SOURCE TEXT:

^^^^^^^^^^^^^^^^

China’s Alternate History of Gadgets

Alexis Madrigal at the Atlantic recently posted a chart showing which consumer electronics gadgets were most quickly adopted by US households in the last 50 years. What would a Chinese version look like? China has a radically different history of popular technology adoption and penetration that is shaped not only by a 20th century dominated by poverty, war, and limited access to universal education, but also by cultural idiosyncracies. Some gadgets found in most American households, such as the answering machine (I have yet to hear a compelling explanation why no one uses one, or voice mail) and the clock radio (now leapfrogged to cell phones), were never embraced in China despite being available and are only seen in Western movies. Some were skipped entirely, such as 8 track players, dying overseas before they ever crossed over. Others, such as the VCR, arrived late and, while popularly adopted, never enjoyed the ubiquity they had in the US because they were followed too soon by VCD and DVD players. Only 17% of urban households had a color TV set in 1985 while 12% of rural homes had a TV set at all, but by 1999 both figures were over 100% – a level reached in the US as early as the late 1960s. Considering how gadget-obsessed the world is these days, its worth keeping in mind how radically different another culture’s relationship with consumer electronics can be compared with our own. One of the most radically different technological histories in China involves telegraphs, typewriters, printing presses and computers – how IT tackled the Chinese written language.

^^^^^^^^^^^^^^^^

SUPPLIED INFORMATION:
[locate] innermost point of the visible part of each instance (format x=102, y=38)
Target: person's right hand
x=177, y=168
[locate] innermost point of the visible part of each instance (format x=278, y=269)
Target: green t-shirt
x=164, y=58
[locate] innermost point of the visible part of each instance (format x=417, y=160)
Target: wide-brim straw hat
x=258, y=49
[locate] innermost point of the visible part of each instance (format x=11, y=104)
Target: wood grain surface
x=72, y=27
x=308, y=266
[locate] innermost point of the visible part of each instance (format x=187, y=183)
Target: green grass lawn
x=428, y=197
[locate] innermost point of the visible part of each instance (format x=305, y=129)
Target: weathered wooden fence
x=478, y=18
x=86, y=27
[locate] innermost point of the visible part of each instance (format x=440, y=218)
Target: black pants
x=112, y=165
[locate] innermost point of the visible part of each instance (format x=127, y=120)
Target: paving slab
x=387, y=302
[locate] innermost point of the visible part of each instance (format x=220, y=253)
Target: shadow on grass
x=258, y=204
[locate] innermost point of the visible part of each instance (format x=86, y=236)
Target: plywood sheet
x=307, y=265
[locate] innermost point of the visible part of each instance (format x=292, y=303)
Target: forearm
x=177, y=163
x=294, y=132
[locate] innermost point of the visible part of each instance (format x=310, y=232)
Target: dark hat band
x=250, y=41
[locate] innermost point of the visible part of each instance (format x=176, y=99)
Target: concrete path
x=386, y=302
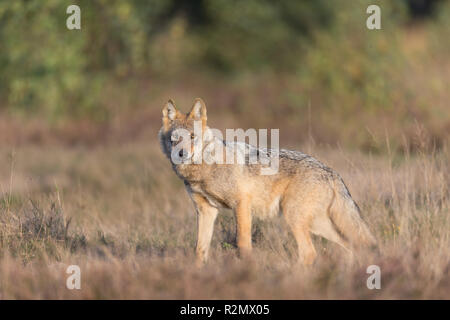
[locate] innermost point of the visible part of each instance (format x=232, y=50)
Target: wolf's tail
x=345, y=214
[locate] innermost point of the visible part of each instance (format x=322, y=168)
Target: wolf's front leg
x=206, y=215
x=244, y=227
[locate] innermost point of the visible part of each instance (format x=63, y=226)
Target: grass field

^^^^^^^^^^^^^^^^

TASK REQUIREMENTS:
**1.** Answer these about the text on China's gadget history:
(a) Who posted the chart of gadget adoption, and at which publication?
(b) What share of urban Chinese households had a color TV set in 1985?
(c) Which gadget does the text say China skipped entirely?
**2.** Can you carry on the text about China's gadget history from its last sentence, on how IT tackled the Chinese written language?

RESPONSES IN ORDER:
**1.**
(a) Alexis Madrigal, at the Atlantic.
(b) 17%.
(c) 8 track players.

**2.**
This weekend I met an employee of China’s Founder Group, a state-owned enterprise focused on IT and pharmaceuticals, told me the company takes great pride in one of its founders, Wang Xuan, a Peking University professor who led Project 748, a national scientific research project which developed laser photo-typesetting technology for Chinese characters in the 1970s and 1980s, enabling Chinese-language publishers to move into the digital era. Hong Kong newspapers were still typesetting by hand in the 80s, some 20-odd years after digital printing technology first emerged in the US market. Wang, celebrated in the mainland as a “modern Bi Sheng,” referring to the Song Dynasty inventor of movable type, was one of a long line of Chinese developers who tackled the immensely complicated problem of creating printing, typesetting, communications and input systems for the Chinese language, which arguably only became truly universally accessible with the development of computer-based Pinyin input systems and laser printing.